-------- Extrait du document --------

Quels types de contacts peut avoir Salah avec l’extérieur ?
Fabien Gay. Ils sont très restreints. Nous avons eu la chance d’obtenir l’autorisation de le rencontrer. Sauf sa famille et les personnes du consulat, Salah n’a droit qu’à trois ou quatre visites par an. Et c’est derrière une vitre qu’il voit sa famille depuis qu’il est incarcéré. Par ailleurs, il parvient à avoir des livres par le consulat, mais pas d’ouvrages politiques. Ces derniers sont interdits.
Ensuite, Salah et ses codétenus ont obtenu une télévision. Ils ont la BBC en arabe mais Al Djazira leur a été retirée car jugée trop pro palestinienne. Ils ont une chaîne sportive aussi. Donc ils ont regardé le dernier match des joueuses françaises à la Coupe du monde, et Roland-Garros.
Il a aussi pu recevoir des journaux. « L’Humanité est le premier journal que j’ai demandé, mais il a été refusé d’emblée », nous a-t-il dit. Le Figaro lui a été adressé pendant six mois, mais depuis un mois et demi, plus rien ! Il a redéposé une demande pour avoir le Monde, en vain.
Enfin, il y a les lettres. Certaines qui lui sont envoyées sont censurées, lorsqu’il y a des coupures de presse par exemple. La censure est très arbitraire. Il y a peu, Salah 
Hamouri a reçu pour la première fois le timbre à son effigie. Auparavant, il était déchiré systématiquement par les autorités. Cette fois-là, cela a fini par passer, sans qu’il sache pourquoi.
Il a tenu à s’excuser de ne pas pouvoir répondre à tout le monde, car il n’a le droit qu’à deux lettres et quatre cartes postales par mois. Quant à Internet, il n’y a aucun accès, et il suit l’actualité au jour le jour grâce à la télévision et la radio.
 L’actualité sur la Palestine est nourrie actuellement. Qu’en dit-il ?
Fabien Gay. Ils ont suivi les événements autour de la flottille pour Gaza. « On a suivi minute par minute. On a partagé leurs peurs et leurs espoirs. On a aussi appris que le bateau avait été arraisonné par les autorités, c’est scandaleux », nous a-t-il raconté. Selon lui, l’Union européenne et la France se rendent coupables du blocus car, en ne faisant rien pour protéger ses ressortissants, elles le cautionnent.

-------- Données fournies --------

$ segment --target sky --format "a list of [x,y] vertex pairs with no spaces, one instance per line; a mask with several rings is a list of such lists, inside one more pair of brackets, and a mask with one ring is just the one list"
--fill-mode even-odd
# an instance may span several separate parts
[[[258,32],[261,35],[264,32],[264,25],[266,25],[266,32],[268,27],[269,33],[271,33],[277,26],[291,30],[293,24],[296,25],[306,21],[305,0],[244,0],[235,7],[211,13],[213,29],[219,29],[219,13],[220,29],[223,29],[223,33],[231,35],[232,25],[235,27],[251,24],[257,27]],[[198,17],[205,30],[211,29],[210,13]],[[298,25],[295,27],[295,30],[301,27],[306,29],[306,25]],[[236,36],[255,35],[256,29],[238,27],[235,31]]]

--------

Tâches demandées:
a – Dans l'entretien sur la détention de Salah Hamouri, combien de lettres et de cartes postales a-t-il le droit d'envoyer chaque mois ?
b – Modifiez le passage de l'entretien sur la détention de Salah Hamouri situé entre « L’actualité sur la » et « elles le cautionnent. », inclus, en remplaçant « minute par minute » par « heure par heure ».
c – Poursuivez l'entretien sur la détention de Salah Hamouri après sa dernière phrase.

Liste des réponses:
a – Deux lettres et quatre cartes postales par mois.

b –
L’actualité sur la Palestine est nourrie actuellement. Qu’en dit-il ?
Fabien Gay. Ils ont suivi les événements autour de la flottille pour Gaza. « On a suivi heure par heure. On a partagé leurs peurs et leurs espoirs. On a aussi appris que le bateau avait été arraisonné par les autorités, c’est scandaleux », nous a-t-il raconté. Selon lui, l’Union européenne et la France se rendent coupables du blocus car, en ne faisant rien pour protéger ses ressortissants, elles le cautionnent.

c –
En septembre, sera présentée à l’ONU la demande de reconnaissance de l’État palestinien. À ce sujet, il 
estime qu’il est très important d’avoir des accords entre le Fatah et le 
Hamas. « Jamais aucun peuple divisé ne s’est libéré. Malgré nos différences, il faut parler d’une même voix », a-t-il affirmé.
Pour lui, une première « dynamique d’union » a été enclenchée. À présent c’est à la communauté internationale de reconnaître un État palestinien en septembre, même s’il est convaincu que les États-Unis déposeront leur veto à l’ONU. Il a considéré que « ce n’est pas un point d’arrivée, mais un point de départ qui ne règle pas tout ».
Concernant les révolutions arabes, il a dit l’importance de la mise en place d’États démocratiques et laïcs là où des régimes mettaient la tête de leur peuple sous l’eau et en plus manipulaient la cause palestinienne. « Nous ne souhaitons pas que ces 
régimes antidémocratiques nous 
soutiennent en apparence, alors qu’ils n’ont jamais rien fait », a-t-il dénoncé.
À propos de la Libye il a déclaré ne pas vouloir d’un « deuxième Irak ».
 Pour vous, quel sens a une libération anticipée de Salah Hamouri ?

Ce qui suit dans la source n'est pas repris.